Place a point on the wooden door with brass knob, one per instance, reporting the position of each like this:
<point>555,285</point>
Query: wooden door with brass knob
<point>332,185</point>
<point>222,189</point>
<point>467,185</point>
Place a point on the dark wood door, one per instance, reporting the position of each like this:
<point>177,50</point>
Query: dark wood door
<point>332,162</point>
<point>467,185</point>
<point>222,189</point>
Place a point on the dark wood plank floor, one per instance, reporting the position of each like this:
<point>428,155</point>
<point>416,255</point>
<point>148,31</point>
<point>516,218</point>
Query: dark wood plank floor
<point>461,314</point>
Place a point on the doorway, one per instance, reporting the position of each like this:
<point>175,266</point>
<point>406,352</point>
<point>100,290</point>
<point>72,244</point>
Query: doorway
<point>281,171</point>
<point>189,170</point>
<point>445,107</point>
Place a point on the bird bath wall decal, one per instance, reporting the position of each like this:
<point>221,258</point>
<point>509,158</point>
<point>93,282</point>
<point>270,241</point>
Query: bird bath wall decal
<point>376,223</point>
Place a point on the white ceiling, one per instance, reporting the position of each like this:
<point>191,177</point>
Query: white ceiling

* _Instruction_: Turn every line of the rows above into a Markdown table with two columns, No. and Line. Number the lines in order and skip any blank ones.

* _Output of the exercise_:
| No. | Line |
|---|---|
| 1 | Place a point on the wooden door with brass knob, one per instance, reporting the position of each like this: |
| 2 | <point>555,285</point> |
| 3 | Query: wooden door with brass knob |
| 4 | <point>332,185</point> |
| 5 | <point>222,189</point> |
| 6 | <point>467,185</point> |
| 7 | Place a point on the dark wood door, one per instance, reporting the position of each like this: |
| 8 | <point>177,50</point> |
| 9 | Query: dark wood door |
| 10 | <point>332,162</point> |
| 11 | <point>467,185</point> |
| 12 | <point>222,189</point> |
| 13 | Place a point on the dark wood plank floor, one per instance, reporting the position of each like this: |
| 14 | <point>428,155</point> |
| 15 | <point>416,255</point> |
| 16 | <point>148,31</point> |
| 17 | <point>516,218</point> |
| 18 | Query: dark wood plank floor |
| 19 | <point>461,314</point> |
| 20 | Place a point on the doorway, one per instance, reporting the position of each like this: |
| 21 | <point>175,266</point> |
| 22 | <point>406,352</point> |
| 23 | <point>100,290</point> |
| 24 | <point>72,244</point> |
| 25 | Query: doorway |
| 26 | <point>281,171</point> |
| 27 | <point>189,170</point> |
| 28 | <point>445,107</point> |
| 29 | Place a point on the bird bath wall decal, one per instance, reporting the position of each like this: |
| 30 | <point>221,258</point> |
| 31 | <point>509,158</point> |
| 32 | <point>93,282</point> |
| 33 | <point>270,241</point> |
| 34 | Query: bird bath wall decal |
| 35 | <point>376,223</point> |
| 36 | Place a point on the white ceiling, one per instance, reporting the position of each like this: |
| 37 | <point>191,177</point> |
| 38 | Query: white ceiling |